### Input
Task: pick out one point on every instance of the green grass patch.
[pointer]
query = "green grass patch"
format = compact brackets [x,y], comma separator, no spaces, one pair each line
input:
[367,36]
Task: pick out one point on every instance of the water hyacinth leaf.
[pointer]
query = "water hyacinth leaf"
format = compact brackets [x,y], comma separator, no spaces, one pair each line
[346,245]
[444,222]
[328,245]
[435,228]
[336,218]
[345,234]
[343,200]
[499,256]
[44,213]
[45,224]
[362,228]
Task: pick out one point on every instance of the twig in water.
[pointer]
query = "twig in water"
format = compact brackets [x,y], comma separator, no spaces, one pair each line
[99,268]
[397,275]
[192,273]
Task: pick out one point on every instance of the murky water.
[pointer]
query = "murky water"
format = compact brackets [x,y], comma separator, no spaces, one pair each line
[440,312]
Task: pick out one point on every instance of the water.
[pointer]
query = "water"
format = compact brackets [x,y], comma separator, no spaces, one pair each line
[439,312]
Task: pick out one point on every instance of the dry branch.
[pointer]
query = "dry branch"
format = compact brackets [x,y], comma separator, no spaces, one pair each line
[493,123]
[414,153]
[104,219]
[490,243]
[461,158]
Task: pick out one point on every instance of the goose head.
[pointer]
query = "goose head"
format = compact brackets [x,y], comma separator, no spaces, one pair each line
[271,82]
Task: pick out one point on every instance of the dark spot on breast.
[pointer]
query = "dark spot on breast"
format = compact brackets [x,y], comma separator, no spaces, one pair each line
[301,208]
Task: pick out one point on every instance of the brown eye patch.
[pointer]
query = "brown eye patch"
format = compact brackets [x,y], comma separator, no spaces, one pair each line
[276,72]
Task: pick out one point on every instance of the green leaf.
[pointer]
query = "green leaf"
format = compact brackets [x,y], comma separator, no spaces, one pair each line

### What you should do
Could you give these lines again, changing every "pick out" to "mark" and leaving everything else as it is?

### Exercise output
Task: mark one point on every instance of the green grass patch.
[pointer]
query = "green grass patch"
format = compact brackets [x,y], comma separator, no spaces, one pair each line
input:
[367,36]
Task: mark one point on every instance of the water hyacinth leaf.
[pointer]
query = "water hyacinth leaf"
format = compact brackets [x,y], comma separator, no spaces, one pair each line
[346,245]
[444,222]
[328,245]
[435,228]
[336,218]
[345,234]
[343,200]
[499,256]
[44,213]
[45,224]
[362,228]
Task: mark one point on every instance of the twig in water.
[pointer]
query = "twig in water"
format = compact brackets [x,y], comma separator, no spaces, one pair each line
[99,268]
[397,275]
[192,273]
Task: mark one point on every instance of the murky water.
[pointer]
query = "murky water"
format = compact brackets [x,y], comma separator, no spaces, one pair each line
[440,312]
Task: mark one point on every instance of the water.
[pointer]
query = "water"
format = compact brackets [x,y], comma separator, no spaces, one pair each line
[439,312]
Task: mark one point on every instance of the dry branch.
[pointer]
query = "dry branch"
format = compact brackets [x,y], comma separator, no spaces, one pair each line
[493,123]
[414,153]
[104,219]
[490,243]
[461,158]
Task: mark one point on every instance of the goose head.
[pointer]
query = "goose head"
format = compact brackets [x,y], comma separator, no spaces, one pair each line
[271,82]
Task: mark one point on every instance of the dark spot on breast.
[pointer]
query = "dark spot on breast"
format = compact brackets [x,y], comma separator, no spaces, one pair each line
[301,208]
Task: mark one point on every instance of the brown eye patch.
[pointer]
query = "brown eye patch"
format = compact brackets [x,y], comma separator, no spaces, one pair each line
[276,72]
Task: mark one point on every instance of the green leaf.
[pointer]
query = "green leaf"
format = compact brackets [x,y], comma separator, no spaces, one pair each line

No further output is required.